= JOB =
Can you put the records below that fall between the line containing "Target: balcony" and the line containing "[(116, 283)]", inclusive, into a two-column CSV headed text and answer? Give one row per record, with each field in double quotes and any line breaks replaced by spaces.

= MATERIALS PROVIDED =
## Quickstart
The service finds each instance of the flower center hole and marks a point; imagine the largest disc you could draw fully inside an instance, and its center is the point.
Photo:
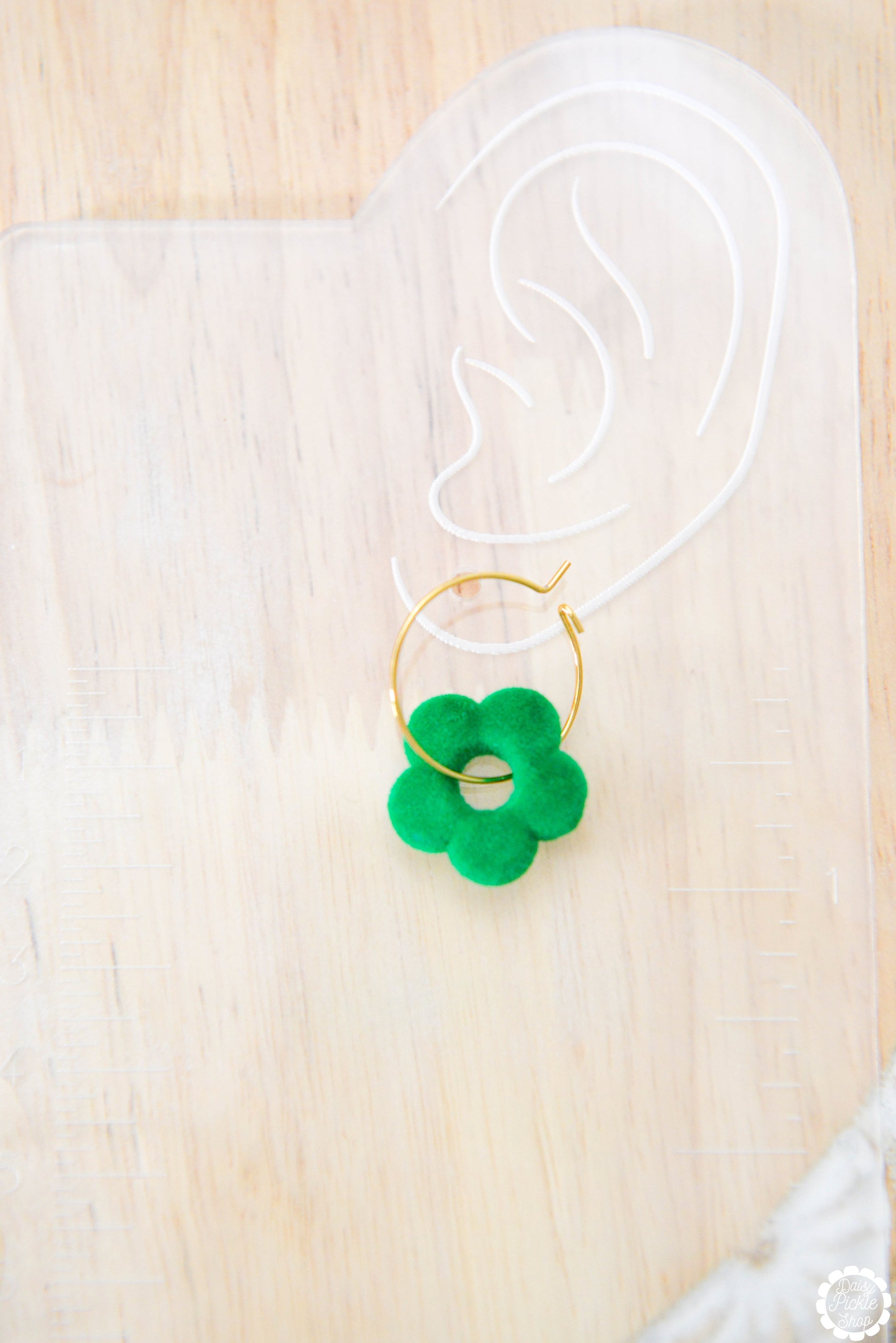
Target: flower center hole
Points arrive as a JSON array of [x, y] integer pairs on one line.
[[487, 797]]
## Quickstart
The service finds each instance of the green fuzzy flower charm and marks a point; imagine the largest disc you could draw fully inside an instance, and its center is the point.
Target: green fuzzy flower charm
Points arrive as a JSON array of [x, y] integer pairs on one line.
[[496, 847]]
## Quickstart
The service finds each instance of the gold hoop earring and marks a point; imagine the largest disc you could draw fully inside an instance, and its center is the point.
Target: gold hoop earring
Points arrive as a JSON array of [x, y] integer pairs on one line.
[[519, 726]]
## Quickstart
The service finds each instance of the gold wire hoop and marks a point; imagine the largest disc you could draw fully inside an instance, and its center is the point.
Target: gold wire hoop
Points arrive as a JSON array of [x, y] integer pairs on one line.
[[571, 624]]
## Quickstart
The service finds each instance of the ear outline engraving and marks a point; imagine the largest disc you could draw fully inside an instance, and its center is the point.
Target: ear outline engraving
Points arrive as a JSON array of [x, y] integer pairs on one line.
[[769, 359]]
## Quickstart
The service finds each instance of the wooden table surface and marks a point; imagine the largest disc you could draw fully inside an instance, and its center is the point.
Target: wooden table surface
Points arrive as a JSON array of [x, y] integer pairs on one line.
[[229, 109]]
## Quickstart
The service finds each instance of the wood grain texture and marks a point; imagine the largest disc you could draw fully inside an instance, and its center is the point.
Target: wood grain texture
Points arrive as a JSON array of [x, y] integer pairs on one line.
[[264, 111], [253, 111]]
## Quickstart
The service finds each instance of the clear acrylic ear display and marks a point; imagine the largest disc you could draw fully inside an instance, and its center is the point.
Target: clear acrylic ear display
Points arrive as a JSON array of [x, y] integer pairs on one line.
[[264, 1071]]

---

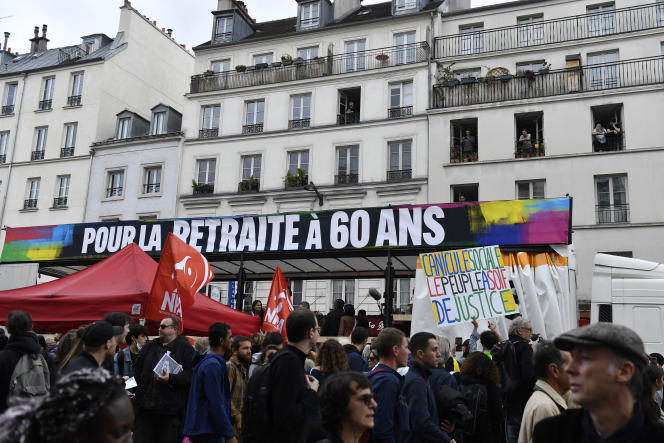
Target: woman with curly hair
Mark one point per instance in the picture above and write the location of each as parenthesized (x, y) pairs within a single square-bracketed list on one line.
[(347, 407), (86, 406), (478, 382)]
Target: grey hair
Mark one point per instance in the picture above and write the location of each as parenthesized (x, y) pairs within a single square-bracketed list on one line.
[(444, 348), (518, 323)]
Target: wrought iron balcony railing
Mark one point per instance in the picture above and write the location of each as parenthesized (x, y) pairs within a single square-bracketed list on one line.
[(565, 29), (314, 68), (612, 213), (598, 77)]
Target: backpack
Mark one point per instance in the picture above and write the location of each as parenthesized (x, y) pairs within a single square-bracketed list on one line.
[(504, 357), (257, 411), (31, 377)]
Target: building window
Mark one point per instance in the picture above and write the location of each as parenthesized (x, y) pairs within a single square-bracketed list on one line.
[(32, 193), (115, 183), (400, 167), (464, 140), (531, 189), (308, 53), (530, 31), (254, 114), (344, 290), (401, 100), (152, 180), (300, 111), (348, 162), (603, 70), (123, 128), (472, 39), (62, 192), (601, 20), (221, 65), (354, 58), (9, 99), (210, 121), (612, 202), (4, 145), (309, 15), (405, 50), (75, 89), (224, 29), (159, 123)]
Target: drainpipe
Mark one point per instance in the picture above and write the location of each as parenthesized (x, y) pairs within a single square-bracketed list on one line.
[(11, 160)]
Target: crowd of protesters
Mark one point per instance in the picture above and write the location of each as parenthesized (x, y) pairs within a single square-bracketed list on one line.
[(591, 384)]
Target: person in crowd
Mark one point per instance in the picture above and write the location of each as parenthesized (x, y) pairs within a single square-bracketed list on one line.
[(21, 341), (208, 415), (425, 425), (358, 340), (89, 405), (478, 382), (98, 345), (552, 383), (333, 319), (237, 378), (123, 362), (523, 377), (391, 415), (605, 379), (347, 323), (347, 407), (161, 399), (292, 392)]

==

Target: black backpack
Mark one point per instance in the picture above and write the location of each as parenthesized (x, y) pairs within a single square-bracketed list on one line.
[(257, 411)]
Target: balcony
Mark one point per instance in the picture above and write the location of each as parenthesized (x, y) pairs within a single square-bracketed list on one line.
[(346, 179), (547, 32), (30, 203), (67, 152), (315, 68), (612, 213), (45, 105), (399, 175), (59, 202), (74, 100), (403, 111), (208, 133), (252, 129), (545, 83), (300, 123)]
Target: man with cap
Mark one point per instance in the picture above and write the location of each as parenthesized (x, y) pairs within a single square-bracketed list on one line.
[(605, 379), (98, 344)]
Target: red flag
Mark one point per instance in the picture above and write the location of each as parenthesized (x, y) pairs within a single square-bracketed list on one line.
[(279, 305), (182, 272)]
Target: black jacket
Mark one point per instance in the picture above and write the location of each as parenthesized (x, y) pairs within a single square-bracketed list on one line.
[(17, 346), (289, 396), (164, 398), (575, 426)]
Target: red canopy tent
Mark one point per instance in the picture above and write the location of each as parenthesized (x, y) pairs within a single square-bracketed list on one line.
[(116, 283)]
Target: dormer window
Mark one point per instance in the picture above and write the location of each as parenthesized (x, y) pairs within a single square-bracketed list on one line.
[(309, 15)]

= EXERCISE OUTPUT =
text,answer
"Target: balcony Mark one point per instance in the picture above and write the location of each as parenthesized (x, y) pairs within a single square-bracketed list on one line.","[(346, 179), (547, 32), (30, 203), (67, 152), (315, 68), (612, 213), (45, 105), (399, 175), (59, 202), (74, 100), (403, 111), (208, 133), (252, 129), (545, 83), (300, 123)]"
"Target: man with cap Mark one point per instance in the picture above and write the location of each as parenthesized (x, y) pairs within a single square-bracketed list on one line.","[(605, 379), (98, 344)]"
"Target: red flag Mark one point per instance in the picture above and write the location of each as parenthesized (x, y) pairs within a single square-bracketed list on one line.","[(279, 305), (182, 272)]"
"Target: black jacket Mark one point per instance in the picture above and write the location of each as parenthesized (x, y) pairs within a single square-bracketed list on one line.","[(17, 346), (289, 396), (164, 398), (575, 426)]"
"Target: red canopy tent Mark one point per instance in the picture above and write the location of each as parenthesized (x, y) pairs within a single square-bracketed list on one line.","[(116, 283)]"